• Passage:
··········
A farmer's son in South-Central Los Angeles
A farmer's son in South-Central Los Angeles Jonathan McIntosh

-OpEd-

BOGOTÁ — The Colombian Health Ministry wants to tax sugary drinks. The Supreme Court is ordering parliament to regulate labeling on food products so consumers know which ones contain genetically modified ingredients. A nationwide debate has begun on the poor quality of school meals, as the regional head of the World Food Programme tells us one out of every 10 Colombian children suffers from chronic malnutrition.

Given all that, for those of you who still see “food only as food…only as pleasure,” as American food writer Mark Bittman declared, “your head is in the sand.” Sadly, that is a fairly accurate assessment of perceptions down here Colombia, where the tendency by our media, universities and society as a whole to mostly ignore food issues has left us gazing at our navels.

Food has so many hidden aspects and profound effects that need to be made visible. What and how we eat determines how we are using the planet — and ultimately what its fate will be, Michael Pollan explained to us in The Omnivore’s Dilemma.

What goes into our mouths connects three worlds: agriculture, nutrition and the environment. Each has its political, social and fundamental, legal effects. Where our food comes from and how it is made are also closely linked to the type of economy and society we live in.

There is a huge difference between farming single crops on a massive scale, on the one hand, and small-scale farming with a rotation of sustainable crops; between raising poultry in cramped warehouses and pumping livestock full of antibiotics, or raising animals in adequate conditions.

What separates the two approaches are politics and norms. Industrial-style farming would not prosper without subsidies and incentives for big corn or soy plantations, in the case of United States and Brazil, or subsidies for chemical fertilizers, as occurs in Colombia.

And those choices in turn relate to the quality of our diets and the destiny of the environment. Where big farming is subsidized, tons of excess corn are turned to chemical products that end up in fizzy drinks and junk food that cause obesity, diabetes and heart disease, which are rung up in health service costs.

In countries like Mexico, Chile and Denmark where beverages are taxed and there are restrictions on advertising junk food to children, where vegetables (not meat) are subsidized, healthcare costs and the carbon footprint take a downward turn.

We need to rebuild the vital and intellectual link between farming, nutrition and the environment. That is what alliances like Colombia’s Agrarian Summit and movements to grow food in cities are proposing. All of them remind us that eating, whether we choose to acknowledge it or not, is an eminently political act.

*César Rodríguez Garavita is an activist and director of Bogota’s Center for the Study of Law, Justice, and Society (DeJusticia).
··········
• Dataset records:
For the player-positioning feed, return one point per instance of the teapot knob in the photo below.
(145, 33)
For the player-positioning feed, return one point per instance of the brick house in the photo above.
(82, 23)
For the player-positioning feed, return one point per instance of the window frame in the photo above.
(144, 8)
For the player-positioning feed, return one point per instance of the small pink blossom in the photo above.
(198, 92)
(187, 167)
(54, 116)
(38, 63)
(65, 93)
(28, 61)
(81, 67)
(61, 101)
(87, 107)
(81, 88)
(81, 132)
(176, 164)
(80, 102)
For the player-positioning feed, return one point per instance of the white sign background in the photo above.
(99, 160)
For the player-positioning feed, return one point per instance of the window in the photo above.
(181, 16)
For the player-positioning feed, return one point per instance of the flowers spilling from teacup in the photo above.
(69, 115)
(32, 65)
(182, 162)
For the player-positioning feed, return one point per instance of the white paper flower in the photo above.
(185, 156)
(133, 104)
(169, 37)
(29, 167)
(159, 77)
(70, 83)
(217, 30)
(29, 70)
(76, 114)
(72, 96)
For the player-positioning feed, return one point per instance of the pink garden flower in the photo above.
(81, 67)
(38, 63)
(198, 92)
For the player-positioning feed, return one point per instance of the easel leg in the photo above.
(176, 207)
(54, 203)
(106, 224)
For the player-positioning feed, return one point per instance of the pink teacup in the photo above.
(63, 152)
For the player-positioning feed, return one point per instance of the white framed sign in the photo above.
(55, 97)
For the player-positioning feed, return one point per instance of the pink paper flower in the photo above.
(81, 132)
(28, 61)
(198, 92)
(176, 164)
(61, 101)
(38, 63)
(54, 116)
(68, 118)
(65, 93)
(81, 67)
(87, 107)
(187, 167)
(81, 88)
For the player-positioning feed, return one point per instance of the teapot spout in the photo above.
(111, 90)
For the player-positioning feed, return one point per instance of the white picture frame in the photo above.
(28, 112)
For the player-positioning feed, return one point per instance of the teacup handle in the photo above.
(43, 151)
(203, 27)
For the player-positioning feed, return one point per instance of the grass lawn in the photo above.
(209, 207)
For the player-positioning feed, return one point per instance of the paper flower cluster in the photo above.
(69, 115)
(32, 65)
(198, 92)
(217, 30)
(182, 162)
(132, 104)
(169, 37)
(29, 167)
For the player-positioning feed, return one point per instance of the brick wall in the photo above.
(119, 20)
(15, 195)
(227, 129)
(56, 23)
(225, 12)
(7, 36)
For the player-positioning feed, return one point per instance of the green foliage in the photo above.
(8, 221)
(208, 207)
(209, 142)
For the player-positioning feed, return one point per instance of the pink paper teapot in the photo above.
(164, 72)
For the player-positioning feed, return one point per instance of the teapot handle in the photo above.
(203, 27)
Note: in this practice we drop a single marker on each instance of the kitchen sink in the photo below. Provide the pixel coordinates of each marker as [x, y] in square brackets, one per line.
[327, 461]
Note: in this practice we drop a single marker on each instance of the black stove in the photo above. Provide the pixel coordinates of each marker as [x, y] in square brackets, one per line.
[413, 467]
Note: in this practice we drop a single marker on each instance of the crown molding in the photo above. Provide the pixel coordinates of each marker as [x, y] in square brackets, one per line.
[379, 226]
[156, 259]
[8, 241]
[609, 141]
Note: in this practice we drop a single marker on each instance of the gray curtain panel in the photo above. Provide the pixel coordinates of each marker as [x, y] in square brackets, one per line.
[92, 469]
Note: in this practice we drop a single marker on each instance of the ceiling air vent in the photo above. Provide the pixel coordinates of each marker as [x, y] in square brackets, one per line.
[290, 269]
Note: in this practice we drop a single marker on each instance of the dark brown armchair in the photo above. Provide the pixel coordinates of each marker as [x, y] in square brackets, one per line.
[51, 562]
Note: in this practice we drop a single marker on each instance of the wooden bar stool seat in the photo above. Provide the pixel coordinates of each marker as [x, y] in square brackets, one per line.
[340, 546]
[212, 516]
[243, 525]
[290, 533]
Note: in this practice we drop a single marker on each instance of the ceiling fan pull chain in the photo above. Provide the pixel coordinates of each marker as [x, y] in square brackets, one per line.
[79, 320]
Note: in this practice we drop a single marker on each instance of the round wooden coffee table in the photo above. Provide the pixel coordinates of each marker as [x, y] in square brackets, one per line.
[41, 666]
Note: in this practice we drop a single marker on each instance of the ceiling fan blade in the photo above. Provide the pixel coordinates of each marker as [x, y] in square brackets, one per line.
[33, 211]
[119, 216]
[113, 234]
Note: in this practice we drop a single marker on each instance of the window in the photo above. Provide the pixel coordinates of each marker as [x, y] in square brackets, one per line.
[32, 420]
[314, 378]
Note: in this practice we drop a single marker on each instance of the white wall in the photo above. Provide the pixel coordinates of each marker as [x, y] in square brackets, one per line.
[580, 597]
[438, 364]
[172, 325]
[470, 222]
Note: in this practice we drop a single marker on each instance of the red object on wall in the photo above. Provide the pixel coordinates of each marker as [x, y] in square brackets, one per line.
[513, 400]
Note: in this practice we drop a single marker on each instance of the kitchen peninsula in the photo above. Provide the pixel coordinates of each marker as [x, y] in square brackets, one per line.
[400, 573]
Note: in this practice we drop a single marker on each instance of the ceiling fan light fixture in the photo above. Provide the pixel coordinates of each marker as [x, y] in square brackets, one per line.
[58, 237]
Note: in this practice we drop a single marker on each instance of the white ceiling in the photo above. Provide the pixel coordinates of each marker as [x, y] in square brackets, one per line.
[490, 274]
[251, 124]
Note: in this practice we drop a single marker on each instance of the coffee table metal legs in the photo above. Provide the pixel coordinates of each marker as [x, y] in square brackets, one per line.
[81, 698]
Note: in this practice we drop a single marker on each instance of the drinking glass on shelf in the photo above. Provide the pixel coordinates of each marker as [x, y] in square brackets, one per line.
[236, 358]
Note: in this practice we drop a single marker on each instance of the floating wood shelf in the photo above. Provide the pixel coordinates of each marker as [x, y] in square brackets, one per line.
··········
• Description of the task: Reproduce, word for word, the stretch of the op-ed on food politics in Colombia from "We need to rebuild" through "and Society (DeJusticia).".

• Solved problem:
We need to rebuild the vital and intellectual link between farming, nutrition and the environment. That is what alliances like Colombia’s Agrarian Summit and movements to grow food in cities are proposing. All of them remind us that eating, whether we choose to acknowledge it or not, is an eminently political act.

*César Rodríguez Garavita is an activist and director of Bogota’s Center for the Study of Law, Justice, and Society (DeJusticia).